Copy the data from the line that contains "of the white" to its last line, exactly, including both of those lines and leaving out everything before.

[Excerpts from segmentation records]
------------------------------------------------------------------------

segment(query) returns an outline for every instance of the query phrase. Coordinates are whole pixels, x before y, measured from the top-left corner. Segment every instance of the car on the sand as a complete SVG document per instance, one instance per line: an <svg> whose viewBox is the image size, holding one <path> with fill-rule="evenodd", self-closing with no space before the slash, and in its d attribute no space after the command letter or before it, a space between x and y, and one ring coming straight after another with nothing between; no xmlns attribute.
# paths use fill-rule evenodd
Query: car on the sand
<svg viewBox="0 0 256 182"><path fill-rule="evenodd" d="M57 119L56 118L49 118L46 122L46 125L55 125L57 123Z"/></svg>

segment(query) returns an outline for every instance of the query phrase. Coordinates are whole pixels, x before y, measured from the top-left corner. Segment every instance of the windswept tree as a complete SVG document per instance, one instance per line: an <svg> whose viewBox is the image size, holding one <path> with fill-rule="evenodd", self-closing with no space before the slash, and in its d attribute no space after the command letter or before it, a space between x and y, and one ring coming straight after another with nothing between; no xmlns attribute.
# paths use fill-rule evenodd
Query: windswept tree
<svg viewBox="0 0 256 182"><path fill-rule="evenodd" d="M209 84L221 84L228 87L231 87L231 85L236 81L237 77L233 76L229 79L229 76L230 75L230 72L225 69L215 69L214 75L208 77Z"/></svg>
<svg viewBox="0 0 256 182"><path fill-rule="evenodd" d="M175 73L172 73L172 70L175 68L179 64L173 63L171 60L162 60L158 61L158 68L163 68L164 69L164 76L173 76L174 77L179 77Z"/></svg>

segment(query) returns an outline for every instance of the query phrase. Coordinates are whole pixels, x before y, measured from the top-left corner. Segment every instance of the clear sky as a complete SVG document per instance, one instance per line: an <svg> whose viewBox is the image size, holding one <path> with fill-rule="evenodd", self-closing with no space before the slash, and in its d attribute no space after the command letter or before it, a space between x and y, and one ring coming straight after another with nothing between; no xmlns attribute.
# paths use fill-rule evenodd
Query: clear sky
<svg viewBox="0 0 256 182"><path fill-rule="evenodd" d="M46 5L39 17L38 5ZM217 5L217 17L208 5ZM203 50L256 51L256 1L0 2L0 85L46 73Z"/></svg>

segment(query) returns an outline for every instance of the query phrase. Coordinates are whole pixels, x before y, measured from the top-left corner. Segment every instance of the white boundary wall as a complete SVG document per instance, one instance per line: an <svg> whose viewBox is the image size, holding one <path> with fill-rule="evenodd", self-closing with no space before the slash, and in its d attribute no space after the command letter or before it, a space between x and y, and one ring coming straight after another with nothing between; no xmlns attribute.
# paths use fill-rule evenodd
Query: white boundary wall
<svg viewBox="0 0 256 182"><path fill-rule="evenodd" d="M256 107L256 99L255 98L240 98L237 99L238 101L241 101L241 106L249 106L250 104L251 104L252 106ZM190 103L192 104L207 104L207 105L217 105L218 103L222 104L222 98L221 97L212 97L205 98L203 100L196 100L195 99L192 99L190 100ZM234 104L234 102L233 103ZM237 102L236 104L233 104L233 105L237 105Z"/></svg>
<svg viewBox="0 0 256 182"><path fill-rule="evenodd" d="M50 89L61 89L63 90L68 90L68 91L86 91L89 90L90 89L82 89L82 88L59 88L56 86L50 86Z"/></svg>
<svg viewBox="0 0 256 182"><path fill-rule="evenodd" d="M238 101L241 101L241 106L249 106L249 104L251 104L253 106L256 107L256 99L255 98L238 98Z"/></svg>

------------------------------------------------------------------------

● **FULL OUTPUT**:
segment(query) returns an outline for every instance of the query phrase. Coordinates are whole pixels, x before y, measured from the top-left corner. Segment every instance of the white boundary wall as a complete SVG document per instance, one instance per line: an <svg> whose viewBox is the image size, holding one <path> with fill-rule="evenodd", self-closing with no space before the slash, and in its d attribute no space after the command letter or before it, a space between x and y, and one ring coming straight after another with nothing between; no xmlns attribute.
# paths use fill-rule evenodd
Query: white boundary wall
<svg viewBox="0 0 256 182"><path fill-rule="evenodd" d="M256 107L256 99L255 98L240 98L237 99L238 101L241 101L241 106L249 106L250 104L251 104L252 106ZM190 103L192 104L207 104L207 105L217 105L218 103L222 104L222 98L221 97L212 97L205 98L203 100L196 100L195 99L192 99L190 100ZM234 104L234 102L233 103ZM237 102L236 104L233 104L233 105L237 105Z"/></svg>
<svg viewBox="0 0 256 182"><path fill-rule="evenodd" d="M50 89L61 89L63 90L68 90L68 91L86 91L89 90L90 89L82 89L82 88L59 88L56 86L50 86Z"/></svg>
<svg viewBox="0 0 256 182"><path fill-rule="evenodd" d="M238 101L241 101L241 106L249 106L249 104L251 104L253 106L256 107L256 99L255 98L238 98Z"/></svg>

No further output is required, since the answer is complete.